#### [Set task]
Count the lines in the records below that contain the string "blue". Reply with the number alone.

#### [Dataset entries]

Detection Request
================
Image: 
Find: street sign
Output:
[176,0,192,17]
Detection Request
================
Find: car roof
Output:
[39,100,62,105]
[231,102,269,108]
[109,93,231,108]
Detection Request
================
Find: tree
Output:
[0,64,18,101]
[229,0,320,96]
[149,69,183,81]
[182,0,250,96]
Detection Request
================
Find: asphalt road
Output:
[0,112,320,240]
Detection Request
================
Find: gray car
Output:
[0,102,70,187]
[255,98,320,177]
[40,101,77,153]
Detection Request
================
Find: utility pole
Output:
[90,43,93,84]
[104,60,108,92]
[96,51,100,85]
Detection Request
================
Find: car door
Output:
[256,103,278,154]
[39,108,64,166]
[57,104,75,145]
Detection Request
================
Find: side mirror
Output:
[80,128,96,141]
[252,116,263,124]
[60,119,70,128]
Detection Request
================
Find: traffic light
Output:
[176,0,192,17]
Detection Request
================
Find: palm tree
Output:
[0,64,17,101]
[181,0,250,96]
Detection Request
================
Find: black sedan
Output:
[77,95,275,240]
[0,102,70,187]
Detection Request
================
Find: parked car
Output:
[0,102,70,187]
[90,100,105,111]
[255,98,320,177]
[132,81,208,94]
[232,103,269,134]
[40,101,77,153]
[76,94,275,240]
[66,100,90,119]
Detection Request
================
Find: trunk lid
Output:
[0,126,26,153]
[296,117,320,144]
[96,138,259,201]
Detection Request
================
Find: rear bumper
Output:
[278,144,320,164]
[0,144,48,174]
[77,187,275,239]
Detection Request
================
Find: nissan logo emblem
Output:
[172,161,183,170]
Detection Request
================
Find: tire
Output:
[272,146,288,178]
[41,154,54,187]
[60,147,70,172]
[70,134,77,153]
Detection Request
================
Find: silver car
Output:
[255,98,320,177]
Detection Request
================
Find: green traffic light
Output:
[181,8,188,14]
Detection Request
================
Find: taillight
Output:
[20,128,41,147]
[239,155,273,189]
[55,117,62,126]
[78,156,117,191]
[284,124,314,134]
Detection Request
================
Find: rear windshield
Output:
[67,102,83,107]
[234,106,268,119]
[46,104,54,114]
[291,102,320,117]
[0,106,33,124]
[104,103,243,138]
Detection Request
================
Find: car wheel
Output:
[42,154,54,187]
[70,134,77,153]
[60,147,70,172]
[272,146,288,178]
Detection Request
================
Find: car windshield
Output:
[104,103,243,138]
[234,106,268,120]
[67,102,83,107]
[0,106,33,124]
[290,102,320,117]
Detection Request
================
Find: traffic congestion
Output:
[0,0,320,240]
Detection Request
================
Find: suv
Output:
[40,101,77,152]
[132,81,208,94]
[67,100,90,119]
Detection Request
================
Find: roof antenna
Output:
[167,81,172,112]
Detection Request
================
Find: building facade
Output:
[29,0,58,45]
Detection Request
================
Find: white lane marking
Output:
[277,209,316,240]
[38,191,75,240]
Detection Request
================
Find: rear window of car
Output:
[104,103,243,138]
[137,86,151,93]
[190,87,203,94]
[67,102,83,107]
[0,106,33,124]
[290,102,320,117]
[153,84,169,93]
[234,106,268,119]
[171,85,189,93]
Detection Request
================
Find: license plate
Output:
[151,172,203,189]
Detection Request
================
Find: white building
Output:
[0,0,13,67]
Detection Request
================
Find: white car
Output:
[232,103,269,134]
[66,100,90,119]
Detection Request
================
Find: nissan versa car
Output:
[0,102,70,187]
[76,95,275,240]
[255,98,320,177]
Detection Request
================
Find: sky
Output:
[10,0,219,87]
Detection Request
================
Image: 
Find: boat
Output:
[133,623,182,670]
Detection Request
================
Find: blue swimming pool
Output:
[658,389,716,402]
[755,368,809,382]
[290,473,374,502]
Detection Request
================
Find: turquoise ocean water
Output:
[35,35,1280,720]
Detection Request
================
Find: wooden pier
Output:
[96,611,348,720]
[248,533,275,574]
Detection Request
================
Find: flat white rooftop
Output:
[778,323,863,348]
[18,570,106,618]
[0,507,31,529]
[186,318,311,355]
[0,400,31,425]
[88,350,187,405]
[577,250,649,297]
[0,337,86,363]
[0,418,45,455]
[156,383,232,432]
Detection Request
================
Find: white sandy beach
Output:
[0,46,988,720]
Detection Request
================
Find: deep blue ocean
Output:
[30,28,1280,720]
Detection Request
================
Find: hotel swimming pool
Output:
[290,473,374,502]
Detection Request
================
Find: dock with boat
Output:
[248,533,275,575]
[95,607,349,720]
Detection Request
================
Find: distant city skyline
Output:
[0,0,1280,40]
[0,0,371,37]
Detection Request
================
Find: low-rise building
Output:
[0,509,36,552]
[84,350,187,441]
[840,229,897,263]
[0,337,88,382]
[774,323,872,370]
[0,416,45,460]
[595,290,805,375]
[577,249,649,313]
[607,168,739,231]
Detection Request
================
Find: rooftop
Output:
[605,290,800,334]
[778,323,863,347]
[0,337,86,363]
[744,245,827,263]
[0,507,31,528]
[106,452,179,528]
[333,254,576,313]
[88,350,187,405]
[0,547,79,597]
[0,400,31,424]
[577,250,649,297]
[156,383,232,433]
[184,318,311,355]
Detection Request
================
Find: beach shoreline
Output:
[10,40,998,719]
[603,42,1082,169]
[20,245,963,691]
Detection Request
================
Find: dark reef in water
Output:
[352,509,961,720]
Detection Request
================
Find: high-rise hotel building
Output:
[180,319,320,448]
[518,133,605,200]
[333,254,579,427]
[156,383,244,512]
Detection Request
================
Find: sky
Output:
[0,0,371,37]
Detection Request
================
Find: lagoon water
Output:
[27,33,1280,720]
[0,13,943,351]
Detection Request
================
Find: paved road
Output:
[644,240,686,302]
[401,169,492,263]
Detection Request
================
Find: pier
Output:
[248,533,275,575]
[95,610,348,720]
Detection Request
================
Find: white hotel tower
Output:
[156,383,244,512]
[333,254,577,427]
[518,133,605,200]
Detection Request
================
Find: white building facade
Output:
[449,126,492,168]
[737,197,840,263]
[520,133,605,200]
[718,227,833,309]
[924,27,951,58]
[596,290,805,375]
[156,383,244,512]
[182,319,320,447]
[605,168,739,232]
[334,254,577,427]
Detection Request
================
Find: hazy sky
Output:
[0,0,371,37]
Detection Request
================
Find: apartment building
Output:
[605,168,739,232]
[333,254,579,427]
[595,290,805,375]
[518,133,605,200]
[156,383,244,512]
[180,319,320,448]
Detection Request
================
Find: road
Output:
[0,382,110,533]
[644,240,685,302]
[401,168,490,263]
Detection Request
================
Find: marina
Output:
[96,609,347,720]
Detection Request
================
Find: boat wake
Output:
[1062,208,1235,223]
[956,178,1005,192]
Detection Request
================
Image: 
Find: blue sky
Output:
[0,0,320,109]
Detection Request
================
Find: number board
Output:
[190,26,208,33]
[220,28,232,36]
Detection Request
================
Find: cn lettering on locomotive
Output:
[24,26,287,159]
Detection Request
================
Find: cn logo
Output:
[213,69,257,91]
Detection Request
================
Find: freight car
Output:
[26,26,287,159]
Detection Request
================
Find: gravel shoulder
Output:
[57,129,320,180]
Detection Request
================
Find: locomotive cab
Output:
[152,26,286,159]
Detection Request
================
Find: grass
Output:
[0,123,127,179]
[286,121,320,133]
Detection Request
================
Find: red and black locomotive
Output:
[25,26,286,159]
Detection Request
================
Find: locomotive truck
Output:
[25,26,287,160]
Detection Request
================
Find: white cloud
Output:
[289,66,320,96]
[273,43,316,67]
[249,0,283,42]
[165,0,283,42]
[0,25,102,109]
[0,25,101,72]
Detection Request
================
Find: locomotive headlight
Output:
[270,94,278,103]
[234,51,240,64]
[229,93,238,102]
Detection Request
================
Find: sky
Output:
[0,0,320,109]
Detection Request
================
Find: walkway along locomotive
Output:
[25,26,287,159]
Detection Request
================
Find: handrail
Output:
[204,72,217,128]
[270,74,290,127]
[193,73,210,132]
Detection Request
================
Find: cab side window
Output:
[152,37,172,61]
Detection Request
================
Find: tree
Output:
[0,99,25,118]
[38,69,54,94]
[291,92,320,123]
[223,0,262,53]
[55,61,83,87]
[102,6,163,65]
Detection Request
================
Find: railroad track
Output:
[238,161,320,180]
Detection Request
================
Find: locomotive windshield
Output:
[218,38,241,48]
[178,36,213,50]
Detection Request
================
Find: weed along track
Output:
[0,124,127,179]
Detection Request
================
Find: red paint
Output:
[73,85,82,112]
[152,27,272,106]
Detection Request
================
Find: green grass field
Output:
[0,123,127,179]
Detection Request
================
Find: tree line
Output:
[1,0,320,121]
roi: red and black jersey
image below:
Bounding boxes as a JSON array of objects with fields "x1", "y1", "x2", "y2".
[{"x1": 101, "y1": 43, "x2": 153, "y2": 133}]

--

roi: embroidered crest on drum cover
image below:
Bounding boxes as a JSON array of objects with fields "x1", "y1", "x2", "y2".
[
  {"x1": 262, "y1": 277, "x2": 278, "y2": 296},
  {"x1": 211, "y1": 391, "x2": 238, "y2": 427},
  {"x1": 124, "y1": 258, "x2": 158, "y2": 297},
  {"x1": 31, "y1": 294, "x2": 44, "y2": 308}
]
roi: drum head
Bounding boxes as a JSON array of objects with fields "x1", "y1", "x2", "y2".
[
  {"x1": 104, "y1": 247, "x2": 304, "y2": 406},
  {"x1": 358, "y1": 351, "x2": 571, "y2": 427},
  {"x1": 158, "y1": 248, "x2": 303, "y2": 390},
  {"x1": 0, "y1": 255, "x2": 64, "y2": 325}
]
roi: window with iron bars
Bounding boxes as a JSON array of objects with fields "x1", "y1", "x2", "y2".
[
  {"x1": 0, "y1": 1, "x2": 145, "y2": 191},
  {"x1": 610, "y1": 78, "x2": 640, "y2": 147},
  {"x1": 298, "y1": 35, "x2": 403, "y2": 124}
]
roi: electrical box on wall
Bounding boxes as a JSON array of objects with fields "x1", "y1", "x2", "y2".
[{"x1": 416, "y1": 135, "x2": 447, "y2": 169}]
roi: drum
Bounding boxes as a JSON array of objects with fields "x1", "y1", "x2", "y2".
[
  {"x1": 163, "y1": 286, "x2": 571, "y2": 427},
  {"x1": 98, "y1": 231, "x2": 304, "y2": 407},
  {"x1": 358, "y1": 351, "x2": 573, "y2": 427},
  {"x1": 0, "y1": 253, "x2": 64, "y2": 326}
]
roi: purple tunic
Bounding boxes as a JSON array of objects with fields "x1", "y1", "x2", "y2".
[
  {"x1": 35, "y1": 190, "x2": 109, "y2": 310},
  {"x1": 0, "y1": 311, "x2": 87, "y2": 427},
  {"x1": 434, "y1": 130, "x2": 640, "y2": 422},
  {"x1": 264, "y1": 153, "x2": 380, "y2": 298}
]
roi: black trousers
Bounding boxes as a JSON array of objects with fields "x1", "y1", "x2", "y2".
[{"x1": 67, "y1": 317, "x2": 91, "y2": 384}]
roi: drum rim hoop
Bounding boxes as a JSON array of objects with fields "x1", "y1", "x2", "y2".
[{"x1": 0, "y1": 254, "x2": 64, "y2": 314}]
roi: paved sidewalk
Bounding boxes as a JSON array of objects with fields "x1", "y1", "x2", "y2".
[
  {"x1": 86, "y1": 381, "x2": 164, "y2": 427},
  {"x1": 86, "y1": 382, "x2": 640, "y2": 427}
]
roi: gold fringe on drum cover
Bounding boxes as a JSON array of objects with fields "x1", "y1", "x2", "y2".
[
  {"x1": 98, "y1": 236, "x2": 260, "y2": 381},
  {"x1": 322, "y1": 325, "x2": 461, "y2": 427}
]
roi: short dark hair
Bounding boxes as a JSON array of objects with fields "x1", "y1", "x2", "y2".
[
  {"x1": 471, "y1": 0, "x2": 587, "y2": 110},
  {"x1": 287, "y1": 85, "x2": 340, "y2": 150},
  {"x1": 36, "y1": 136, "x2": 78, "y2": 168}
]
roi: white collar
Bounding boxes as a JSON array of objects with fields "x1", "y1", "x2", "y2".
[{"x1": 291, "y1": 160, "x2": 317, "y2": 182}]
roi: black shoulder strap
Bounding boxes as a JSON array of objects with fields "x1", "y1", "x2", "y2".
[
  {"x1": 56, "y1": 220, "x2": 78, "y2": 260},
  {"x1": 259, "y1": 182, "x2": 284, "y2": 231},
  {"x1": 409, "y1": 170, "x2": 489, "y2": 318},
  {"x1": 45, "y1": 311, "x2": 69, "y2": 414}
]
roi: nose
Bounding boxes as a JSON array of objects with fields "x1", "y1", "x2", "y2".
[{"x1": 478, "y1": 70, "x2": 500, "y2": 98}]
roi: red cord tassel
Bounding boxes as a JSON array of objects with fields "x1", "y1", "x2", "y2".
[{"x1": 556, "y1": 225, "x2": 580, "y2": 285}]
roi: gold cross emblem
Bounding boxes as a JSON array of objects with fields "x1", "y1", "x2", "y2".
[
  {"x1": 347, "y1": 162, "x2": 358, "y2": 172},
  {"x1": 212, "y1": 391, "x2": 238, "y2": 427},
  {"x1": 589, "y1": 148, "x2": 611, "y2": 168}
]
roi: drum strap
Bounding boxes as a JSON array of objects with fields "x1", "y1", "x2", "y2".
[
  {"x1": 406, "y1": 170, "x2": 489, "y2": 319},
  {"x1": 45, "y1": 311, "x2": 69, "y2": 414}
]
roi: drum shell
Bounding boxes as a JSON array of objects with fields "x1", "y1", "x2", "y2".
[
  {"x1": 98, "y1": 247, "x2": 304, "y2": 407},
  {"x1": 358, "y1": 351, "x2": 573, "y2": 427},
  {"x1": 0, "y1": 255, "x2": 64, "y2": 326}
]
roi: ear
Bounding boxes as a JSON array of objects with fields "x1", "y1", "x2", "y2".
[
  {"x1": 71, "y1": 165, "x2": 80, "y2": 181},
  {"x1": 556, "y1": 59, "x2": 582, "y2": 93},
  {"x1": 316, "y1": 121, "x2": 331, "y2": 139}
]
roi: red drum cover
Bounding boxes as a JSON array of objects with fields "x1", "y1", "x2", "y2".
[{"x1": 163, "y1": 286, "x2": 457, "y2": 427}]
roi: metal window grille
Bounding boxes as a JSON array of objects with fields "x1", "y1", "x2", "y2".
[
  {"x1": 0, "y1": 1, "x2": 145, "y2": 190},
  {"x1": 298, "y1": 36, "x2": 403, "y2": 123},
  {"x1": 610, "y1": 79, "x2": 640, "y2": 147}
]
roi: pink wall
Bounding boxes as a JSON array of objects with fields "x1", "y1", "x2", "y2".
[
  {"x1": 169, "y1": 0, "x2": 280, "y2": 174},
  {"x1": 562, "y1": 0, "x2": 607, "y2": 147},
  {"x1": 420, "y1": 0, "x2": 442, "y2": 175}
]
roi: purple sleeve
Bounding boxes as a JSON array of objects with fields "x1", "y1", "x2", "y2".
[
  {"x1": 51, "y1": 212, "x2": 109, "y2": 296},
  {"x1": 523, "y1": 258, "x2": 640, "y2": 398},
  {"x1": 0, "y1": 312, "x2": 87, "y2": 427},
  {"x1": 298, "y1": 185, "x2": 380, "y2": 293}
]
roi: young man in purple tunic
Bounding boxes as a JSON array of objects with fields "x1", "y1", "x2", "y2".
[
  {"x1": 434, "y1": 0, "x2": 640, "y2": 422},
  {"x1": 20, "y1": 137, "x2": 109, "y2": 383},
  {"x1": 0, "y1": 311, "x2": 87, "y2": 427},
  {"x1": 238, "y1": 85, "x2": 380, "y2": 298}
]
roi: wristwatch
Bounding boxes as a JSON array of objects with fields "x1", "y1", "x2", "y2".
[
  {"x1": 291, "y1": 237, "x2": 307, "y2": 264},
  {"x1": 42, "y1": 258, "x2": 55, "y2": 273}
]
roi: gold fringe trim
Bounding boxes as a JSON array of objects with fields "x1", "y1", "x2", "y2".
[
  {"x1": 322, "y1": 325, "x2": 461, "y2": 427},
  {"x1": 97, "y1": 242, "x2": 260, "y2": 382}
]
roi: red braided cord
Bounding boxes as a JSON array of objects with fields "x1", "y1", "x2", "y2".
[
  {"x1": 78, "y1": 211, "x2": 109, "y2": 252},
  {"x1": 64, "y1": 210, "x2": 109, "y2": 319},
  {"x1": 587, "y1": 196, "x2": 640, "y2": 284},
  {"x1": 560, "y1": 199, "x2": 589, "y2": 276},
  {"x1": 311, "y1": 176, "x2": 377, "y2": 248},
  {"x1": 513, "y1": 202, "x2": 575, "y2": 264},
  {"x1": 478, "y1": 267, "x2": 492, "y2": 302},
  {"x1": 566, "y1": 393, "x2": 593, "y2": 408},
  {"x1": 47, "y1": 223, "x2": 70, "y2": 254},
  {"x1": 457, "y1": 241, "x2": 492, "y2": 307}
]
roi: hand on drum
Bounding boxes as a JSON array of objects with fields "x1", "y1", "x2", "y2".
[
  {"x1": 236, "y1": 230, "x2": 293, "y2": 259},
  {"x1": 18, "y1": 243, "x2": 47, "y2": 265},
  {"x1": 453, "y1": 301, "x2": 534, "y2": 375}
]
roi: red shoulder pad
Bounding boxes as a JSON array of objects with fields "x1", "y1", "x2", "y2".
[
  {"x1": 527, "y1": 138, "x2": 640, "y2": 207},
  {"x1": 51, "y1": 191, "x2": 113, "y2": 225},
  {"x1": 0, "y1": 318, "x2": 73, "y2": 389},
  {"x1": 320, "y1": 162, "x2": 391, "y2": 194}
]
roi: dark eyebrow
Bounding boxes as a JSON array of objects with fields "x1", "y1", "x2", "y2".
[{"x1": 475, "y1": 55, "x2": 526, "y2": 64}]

#### [Solution]
3